++++ Passage shown ++++

Tyler Jordon Blackburn (born October 12, 1986) is an American actor, singer and model. He is best known for playing Caleb Rivers on the hit Freeform series Pretty Little Liars and its spin-off, Ravenswood. He most recently starred as Alex Manes in The CW series Roswell, New Mexico (2019–2022).

Early life
Blackburn was born in Burbank, California. He has one older sister and three younger brothers.

Blackburn has a 4 inch long scar on his left shoulder. This was caused due to the removal of a benign bone tumor at the age of 10.

Career

Acting
Blackburn began performing in 2004 and appeared on the series Unfabulous on Nickelodeon. In the following year he was a teacher in the short film The Doers of Coming Deeds. In 2008, he made a cameo in the film Next of Kin. In 2009, Blackburn appeared in Cold Case and Rockville CA, a webseries launched by Josh Schwartz. In 2010, he appeared on Days of Our Lives, Gigantic, and was also in the independent film Peach Plum Pear.

In October 2010, Blackburn was cast in a recurring role as Caleb Rivers in the television series Pretty Little Liars. He was upgraded to series regular for the third season starting in the summer of 2012.

++++

- _Your goal_
Reproduce the Tyler Blackburn biography word for word, from its first line to its last.

++++ Provided information ++++

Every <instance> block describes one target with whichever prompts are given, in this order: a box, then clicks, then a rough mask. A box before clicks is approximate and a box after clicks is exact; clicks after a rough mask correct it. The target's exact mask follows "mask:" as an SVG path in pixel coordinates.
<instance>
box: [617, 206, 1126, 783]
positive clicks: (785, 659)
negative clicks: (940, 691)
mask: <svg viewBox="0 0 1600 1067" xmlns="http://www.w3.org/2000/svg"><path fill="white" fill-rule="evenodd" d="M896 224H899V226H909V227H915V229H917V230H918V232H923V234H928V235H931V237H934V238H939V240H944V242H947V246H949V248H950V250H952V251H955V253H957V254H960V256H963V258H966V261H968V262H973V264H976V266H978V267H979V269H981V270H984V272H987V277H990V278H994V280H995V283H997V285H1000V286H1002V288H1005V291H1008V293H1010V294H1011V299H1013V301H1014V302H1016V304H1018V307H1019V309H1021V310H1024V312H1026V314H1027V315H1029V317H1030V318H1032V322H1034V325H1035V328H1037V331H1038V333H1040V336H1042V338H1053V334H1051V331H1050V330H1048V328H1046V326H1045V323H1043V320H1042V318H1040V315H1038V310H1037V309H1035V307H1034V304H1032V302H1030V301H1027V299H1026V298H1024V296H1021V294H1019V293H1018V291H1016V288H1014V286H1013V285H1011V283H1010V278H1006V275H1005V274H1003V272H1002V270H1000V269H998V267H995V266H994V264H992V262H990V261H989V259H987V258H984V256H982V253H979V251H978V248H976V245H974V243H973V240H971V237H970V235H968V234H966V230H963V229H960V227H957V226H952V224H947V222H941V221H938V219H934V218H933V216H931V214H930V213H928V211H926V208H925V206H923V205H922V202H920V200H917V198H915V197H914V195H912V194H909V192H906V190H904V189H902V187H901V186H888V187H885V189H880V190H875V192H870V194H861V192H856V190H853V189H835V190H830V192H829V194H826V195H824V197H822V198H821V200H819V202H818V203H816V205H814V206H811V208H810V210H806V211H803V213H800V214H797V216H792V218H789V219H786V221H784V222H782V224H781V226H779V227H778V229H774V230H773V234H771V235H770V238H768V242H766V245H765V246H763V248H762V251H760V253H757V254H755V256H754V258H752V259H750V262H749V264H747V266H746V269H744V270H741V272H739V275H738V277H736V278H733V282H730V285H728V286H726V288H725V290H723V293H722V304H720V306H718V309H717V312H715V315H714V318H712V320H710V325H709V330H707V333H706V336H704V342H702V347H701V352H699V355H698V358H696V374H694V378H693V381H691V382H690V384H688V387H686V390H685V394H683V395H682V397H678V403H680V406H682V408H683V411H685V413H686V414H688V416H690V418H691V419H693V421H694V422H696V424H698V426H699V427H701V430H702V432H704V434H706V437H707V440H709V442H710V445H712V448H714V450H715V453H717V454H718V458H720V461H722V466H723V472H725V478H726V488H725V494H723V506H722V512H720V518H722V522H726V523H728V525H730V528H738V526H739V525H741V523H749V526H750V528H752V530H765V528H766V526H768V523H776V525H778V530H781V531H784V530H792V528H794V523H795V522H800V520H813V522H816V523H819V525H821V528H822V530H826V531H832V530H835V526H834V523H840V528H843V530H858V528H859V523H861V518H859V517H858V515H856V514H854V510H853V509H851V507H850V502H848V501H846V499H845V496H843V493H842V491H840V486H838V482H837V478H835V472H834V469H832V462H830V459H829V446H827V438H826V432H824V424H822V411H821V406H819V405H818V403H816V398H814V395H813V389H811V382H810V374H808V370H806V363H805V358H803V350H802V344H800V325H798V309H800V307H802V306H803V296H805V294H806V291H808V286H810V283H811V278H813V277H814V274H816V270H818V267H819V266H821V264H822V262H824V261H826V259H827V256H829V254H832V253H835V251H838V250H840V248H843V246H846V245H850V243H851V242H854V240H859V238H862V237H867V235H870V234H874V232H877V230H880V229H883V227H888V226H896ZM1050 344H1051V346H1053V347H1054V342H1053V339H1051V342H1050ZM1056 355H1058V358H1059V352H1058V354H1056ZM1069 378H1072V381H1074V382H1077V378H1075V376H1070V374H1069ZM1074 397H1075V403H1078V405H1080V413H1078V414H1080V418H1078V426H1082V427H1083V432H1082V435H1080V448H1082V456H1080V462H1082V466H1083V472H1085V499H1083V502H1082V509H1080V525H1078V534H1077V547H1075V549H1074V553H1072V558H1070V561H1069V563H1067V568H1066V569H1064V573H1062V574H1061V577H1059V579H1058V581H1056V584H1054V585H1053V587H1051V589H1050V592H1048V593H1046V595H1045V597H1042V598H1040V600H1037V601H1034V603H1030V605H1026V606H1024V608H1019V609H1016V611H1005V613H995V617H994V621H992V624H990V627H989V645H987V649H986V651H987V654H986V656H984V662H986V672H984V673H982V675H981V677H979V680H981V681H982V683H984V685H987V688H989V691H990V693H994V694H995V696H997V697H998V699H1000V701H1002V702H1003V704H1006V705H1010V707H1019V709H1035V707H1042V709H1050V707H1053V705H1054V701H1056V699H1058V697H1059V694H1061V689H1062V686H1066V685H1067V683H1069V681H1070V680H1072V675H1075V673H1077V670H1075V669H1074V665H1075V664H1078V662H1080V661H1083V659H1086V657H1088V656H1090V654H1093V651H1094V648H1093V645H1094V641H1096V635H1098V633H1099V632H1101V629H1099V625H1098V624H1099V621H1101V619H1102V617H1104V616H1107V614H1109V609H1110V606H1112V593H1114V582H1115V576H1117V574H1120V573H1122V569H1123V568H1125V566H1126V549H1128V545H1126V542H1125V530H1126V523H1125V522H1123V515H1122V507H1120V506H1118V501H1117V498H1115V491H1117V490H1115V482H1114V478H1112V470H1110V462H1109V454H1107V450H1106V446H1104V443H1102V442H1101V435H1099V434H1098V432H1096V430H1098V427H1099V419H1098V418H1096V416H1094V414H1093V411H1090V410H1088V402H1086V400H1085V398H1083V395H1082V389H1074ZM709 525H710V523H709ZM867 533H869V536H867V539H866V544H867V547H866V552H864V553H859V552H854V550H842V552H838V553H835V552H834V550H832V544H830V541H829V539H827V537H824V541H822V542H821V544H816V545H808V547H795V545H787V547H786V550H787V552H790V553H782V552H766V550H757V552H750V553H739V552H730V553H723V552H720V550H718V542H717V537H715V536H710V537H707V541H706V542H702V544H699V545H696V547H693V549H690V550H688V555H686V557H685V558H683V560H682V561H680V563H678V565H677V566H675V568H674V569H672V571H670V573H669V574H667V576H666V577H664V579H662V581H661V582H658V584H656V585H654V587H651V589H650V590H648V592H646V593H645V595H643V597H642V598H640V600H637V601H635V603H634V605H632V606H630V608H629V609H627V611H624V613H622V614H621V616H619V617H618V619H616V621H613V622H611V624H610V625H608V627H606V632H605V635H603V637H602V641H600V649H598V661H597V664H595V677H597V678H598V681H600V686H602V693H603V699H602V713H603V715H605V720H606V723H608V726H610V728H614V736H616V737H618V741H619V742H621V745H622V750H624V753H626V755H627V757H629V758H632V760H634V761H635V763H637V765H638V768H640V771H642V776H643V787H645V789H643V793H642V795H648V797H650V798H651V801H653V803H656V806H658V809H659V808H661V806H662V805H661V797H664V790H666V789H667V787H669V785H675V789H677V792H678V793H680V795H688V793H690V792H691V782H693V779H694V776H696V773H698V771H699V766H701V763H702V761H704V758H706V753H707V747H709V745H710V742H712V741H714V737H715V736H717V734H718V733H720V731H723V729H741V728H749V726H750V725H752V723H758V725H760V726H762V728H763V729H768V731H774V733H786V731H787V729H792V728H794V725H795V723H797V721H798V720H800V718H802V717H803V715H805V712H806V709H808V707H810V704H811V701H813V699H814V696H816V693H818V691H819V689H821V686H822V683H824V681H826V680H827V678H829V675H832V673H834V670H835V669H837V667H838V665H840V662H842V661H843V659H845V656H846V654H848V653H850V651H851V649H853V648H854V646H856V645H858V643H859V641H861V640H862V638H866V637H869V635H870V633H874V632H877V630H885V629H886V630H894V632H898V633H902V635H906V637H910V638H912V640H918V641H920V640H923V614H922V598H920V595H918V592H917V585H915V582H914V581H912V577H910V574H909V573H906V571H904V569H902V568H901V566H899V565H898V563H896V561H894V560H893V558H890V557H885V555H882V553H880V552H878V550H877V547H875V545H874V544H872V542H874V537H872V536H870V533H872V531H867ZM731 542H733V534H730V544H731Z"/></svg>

++++

- _Response below_
Tyler Jordon Blackburn (born October 12, 1986) is an American actor, singer and model. He is best known for playing Caleb Rivers on the hit Freeform series Pretty Little Liars and its spin-off, Ravenswood. He most recently starred as Alex Manes in The CW series Roswell, New Mexico (2019–2022).

Early life
Blackburn was born in Burbank, California. He has one older sister and three younger brothers.

Blackburn has a 4 inch long scar on his left shoulder. This was caused due to the removal of a benign bone tumor at the age of 10.

Career

Acting
Blackburn began performing in 2004 and appeared on the series Unfabulous on Nickelodeon. In the following year he was a teacher in the short film The Doers of Coming Deeds. In 2008, he made a cameo in the film Next of Kin. In 2009, Blackburn appeared in Cold Case and Rockville CA, a webseries launched by Josh Schwartz. In 2010, he appeared on Days of Our Lives, Gigantic, and was also in the independent film Peach Plum Pear.

In October 2010, Blackburn was cast in a recurring role as Caleb Rivers in the television series Pretty Little Liars. He was upgraded to series regular for the third season starting in the summer of 2012.